*TASK TO COMPLETE*:
For this exercise, reproduce the entries below exactly, but only from the line containing "Target: outdoor lantern" through the line containing "Might you point out the potted", both included.

[Stored dataset items]
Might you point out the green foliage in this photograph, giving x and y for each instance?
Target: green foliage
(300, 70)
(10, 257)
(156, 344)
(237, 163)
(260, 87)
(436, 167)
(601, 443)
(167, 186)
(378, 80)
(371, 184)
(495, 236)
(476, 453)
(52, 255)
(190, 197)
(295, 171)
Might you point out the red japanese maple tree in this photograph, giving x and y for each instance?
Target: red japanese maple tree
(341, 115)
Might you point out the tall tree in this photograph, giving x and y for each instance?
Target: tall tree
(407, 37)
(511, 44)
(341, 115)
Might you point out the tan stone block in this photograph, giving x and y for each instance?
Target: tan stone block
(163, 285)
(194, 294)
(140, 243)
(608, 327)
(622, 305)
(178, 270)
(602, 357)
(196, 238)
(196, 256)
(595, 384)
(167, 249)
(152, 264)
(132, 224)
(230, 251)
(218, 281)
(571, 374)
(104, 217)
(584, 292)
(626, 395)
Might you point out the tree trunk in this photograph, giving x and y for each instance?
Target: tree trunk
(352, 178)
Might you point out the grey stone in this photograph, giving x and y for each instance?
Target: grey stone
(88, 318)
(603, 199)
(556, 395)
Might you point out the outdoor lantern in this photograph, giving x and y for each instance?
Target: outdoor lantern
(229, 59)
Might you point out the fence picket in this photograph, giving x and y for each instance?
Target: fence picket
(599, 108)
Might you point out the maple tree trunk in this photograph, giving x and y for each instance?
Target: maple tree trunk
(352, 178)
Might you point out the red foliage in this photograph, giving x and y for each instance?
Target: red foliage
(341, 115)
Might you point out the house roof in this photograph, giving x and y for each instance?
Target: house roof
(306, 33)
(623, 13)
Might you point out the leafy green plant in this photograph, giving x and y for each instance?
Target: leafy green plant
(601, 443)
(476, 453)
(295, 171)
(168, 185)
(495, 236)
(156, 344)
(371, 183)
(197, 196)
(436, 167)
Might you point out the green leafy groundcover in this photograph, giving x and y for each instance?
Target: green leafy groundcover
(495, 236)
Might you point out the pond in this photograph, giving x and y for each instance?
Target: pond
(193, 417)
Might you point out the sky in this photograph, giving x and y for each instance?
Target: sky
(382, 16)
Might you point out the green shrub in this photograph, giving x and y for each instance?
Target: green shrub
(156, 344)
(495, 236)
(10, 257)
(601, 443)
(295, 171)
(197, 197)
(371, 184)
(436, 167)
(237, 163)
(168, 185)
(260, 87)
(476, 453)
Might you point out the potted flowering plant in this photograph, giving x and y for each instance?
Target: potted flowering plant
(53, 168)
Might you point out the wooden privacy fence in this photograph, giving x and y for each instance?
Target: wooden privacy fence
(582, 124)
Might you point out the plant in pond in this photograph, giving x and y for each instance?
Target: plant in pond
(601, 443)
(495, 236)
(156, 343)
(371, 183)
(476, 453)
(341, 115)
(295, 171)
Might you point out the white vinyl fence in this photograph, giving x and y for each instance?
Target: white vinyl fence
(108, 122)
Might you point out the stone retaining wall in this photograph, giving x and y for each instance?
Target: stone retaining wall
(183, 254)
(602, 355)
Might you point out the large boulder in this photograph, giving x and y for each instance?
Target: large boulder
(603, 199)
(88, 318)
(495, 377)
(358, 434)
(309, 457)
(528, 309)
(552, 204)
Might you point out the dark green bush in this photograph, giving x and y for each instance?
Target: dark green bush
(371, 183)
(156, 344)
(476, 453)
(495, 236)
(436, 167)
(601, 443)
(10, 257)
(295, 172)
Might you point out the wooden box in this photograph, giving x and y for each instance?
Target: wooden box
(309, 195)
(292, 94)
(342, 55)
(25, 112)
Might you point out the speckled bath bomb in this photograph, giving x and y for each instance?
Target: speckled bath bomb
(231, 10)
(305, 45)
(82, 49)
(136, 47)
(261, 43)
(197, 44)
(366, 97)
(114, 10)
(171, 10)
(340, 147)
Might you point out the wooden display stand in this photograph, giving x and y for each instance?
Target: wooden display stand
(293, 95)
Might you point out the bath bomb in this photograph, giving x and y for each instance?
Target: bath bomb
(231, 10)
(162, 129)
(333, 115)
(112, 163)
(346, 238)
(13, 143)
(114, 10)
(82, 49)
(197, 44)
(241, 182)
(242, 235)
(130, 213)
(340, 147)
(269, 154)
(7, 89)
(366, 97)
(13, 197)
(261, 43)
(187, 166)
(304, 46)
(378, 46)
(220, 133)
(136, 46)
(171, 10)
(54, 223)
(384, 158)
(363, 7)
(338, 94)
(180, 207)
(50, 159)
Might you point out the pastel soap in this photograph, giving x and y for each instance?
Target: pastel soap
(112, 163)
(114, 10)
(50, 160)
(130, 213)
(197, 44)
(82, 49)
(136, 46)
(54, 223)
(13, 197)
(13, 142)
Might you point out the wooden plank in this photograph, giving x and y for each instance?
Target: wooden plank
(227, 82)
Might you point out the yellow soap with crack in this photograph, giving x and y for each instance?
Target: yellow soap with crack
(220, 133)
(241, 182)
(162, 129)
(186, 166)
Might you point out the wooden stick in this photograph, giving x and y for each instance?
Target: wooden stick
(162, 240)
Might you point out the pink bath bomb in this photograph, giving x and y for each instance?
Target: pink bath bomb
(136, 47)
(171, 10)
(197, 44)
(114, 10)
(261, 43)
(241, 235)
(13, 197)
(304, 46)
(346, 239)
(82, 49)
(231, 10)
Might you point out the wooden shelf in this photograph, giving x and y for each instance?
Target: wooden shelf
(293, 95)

*RESPONSE AREA*:
Target: outdoor lantern
(229, 59)
Might you point out the fence picket in this photograph, giving x and y for each instance?
Target: fence picket
(599, 108)
Might you point out the maple tree trunk in this photograph, giving x and y for each instance?
Target: maple tree trunk
(352, 178)
Might you point out the red foliage in this photograph, giving x and y for each instance?
Target: red foliage
(341, 115)
Might you point out the house roof in this photograph, giving x and y for each instance?
Target: house roof
(306, 33)
(623, 13)
Might you point out the leafy green plant in this photograph, giving x and y for each instance?
Target: leafy green plant
(601, 443)
(476, 453)
(295, 171)
(168, 185)
(495, 236)
(156, 344)
(371, 183)
(197, 196)
(436, 167)
Might you point out the green leafy groundcover in this photograph, giving x and y for each instance?
Target: green leafy groundcover
(495, 236)
Might you point out the pond in this photograph, giving x and y for each instance?
Target: pond
(193, 417)
Might you point out the sky in this photograph, giving x and y for each instance?
Target: sky
(382, 16)
Might you point out the green shrub in this photograph, giving x and y for each instance?
Target: green shrub
(156, 344)
(495, 236)
(10, 257)
(601, 443)
(295, 171)
(197, 197)
(371, 184)
(436, 167)
(237, 163)
(168, 185)
(260, 87)
(476, 453)
Might you point out the potted flowering plant in this photograph, giving x and y for each instance?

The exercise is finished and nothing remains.